• _Фрагмент текста_:

■ ■ ■ ■ ■ ■ ■

Вместо того, чтобы дать ему только волшебный жезл, поэт, в интересах поэтического оживотворения, предпочел дать ему в услужение сами силы природы и создал Ариэля согласно своей собственной поэтической программе в комедии «Сон в летнюю ночь» (V, 1):

…Пока его воображенье

Безвестные предметы облекает

В одежду форм, поэт своим пером

Торжественно их все осуществляет

И своему воздушному ничто

Жилище он и место назначает.

Да, сильное воображенье часто

Проказит так, что ежели оно

Лишь вздумает о радости — тотчас же

Перед собой оно как будто видит

И вестника той радости…

Таким именно вестником радости и является Ариэль. Стоит ему только показаться, как зритель испытывает уже удовольствие и начинает предвкушать приятные впечатления. Он единственный добрый ангел, возбуждающий интерес в истории поэзии и действующий как живое существо, — не христианский ангел, а дух и эльф, носитель мыслей Просперо и исполнитель его воли силою всех элементарных духов, которыми повелевает великий чародей. Он как бы эмблема гения самого Шекспира, он поистине «доброжелательный, задушевный дух», обладанием которого, по выражению Шекспира в 86-м сонете, хвалился Чапман. Поэтому его тоска по освобождению от своей службы имеет совершенно особенную и трогательную символику, как тоска по отдыху, которую испытывал гений самого Шекспира.

■ ■ ■ ■ ■ ■ ■

• _Исходные данные_:
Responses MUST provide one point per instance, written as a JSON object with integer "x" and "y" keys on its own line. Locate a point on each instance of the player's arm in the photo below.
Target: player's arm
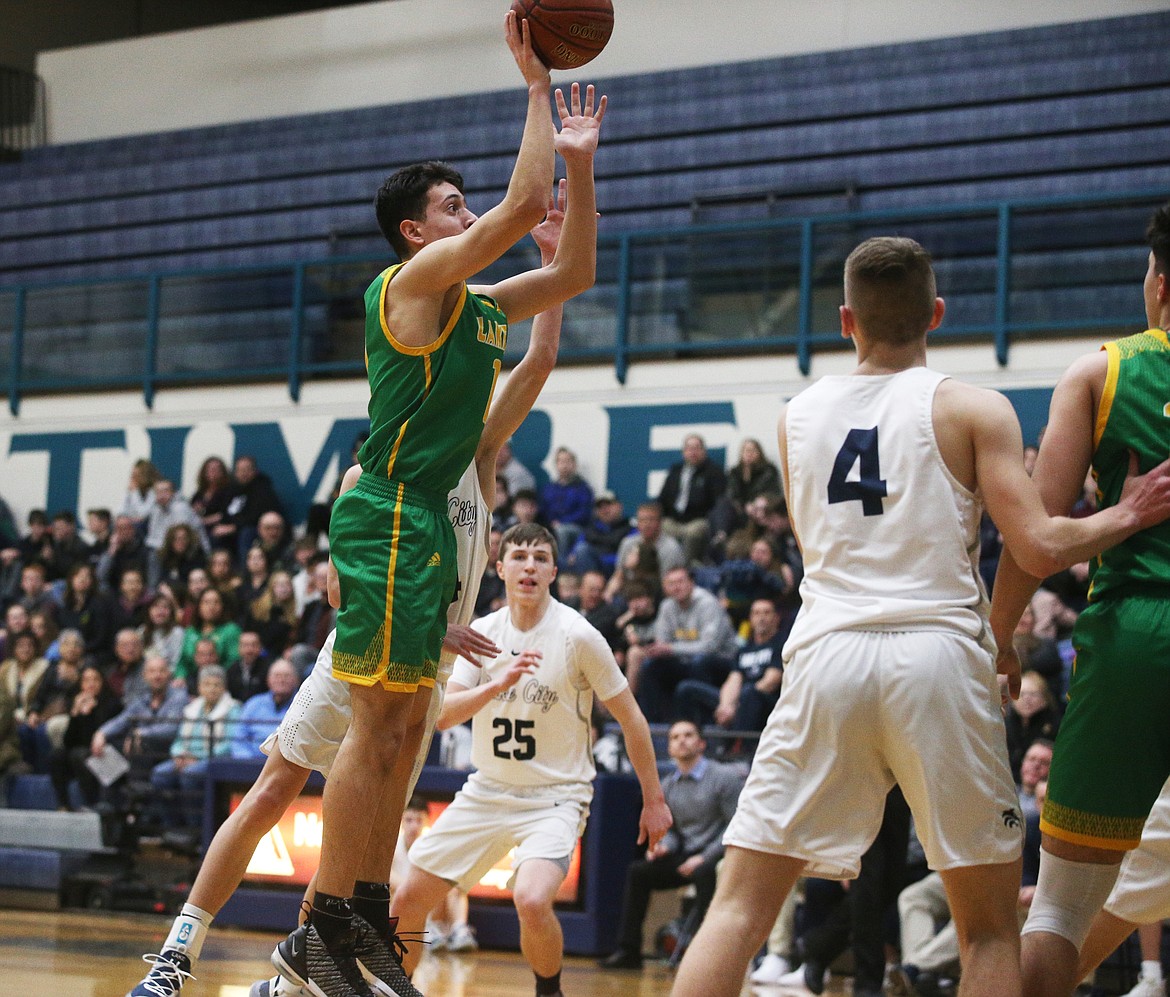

■ ■ ■ ■ ■ ■ ■

• _Задание 1_:
Соответствуют ли фрагменту об Ариэле следующие утверждения? (a) Ариэль — христианский ангел. (b) Ариэль исполняет волю Просперо. (c) Приведенные стихи взяты из комедии «Сон в летнюю ночь». На каждое ответьте «да» или «нет» и приведите точную цитату из текста, которая это подтверждает.
• _Задание 2_:
Перепишите дословно часть фрагмента об Ариэле между словами «Перед собой оно» и «гений самого Шекспира.», включая их.

• _Ответ 1_:
(a) Нет: «не христианский ангел, а дух и эльф».
(b) Да: «носитель мыслей Просперо и исполнитель его воли».
(c) Да: «в комедии «Сон в летнюю ночь» (V, 1)».

• _Ответ 2_:
Перед собой оно как будто видит

И вестника той радости…

Таким именно вестником радости и является Ариэль. Стоит ему только показаться, как зритель испытывает уже удовольствие и начинает предвкушать приятные впечатления. Он единственный добрый ангел, возбуждающий интерес в истории поэзии и действующий как живое существо, — не христианский ангел, а дух и эльф, носитель мыслей Просперо и исполнитель его воли силою всех элементарных духов, которыми повелевает великий чародей. Он как бы эмблема гения самого Шекспира, он поистине «доброжелательный, задушевный дух», обладанием которого, по выражению Шекспира в 86-м сонете, хвалился Чапман. Поэтому его тоска по освобождению от своей службы имеет совершенно особенную и трогательную символику, как тоска по отдыху, которую испытывал гений самого Шекспира.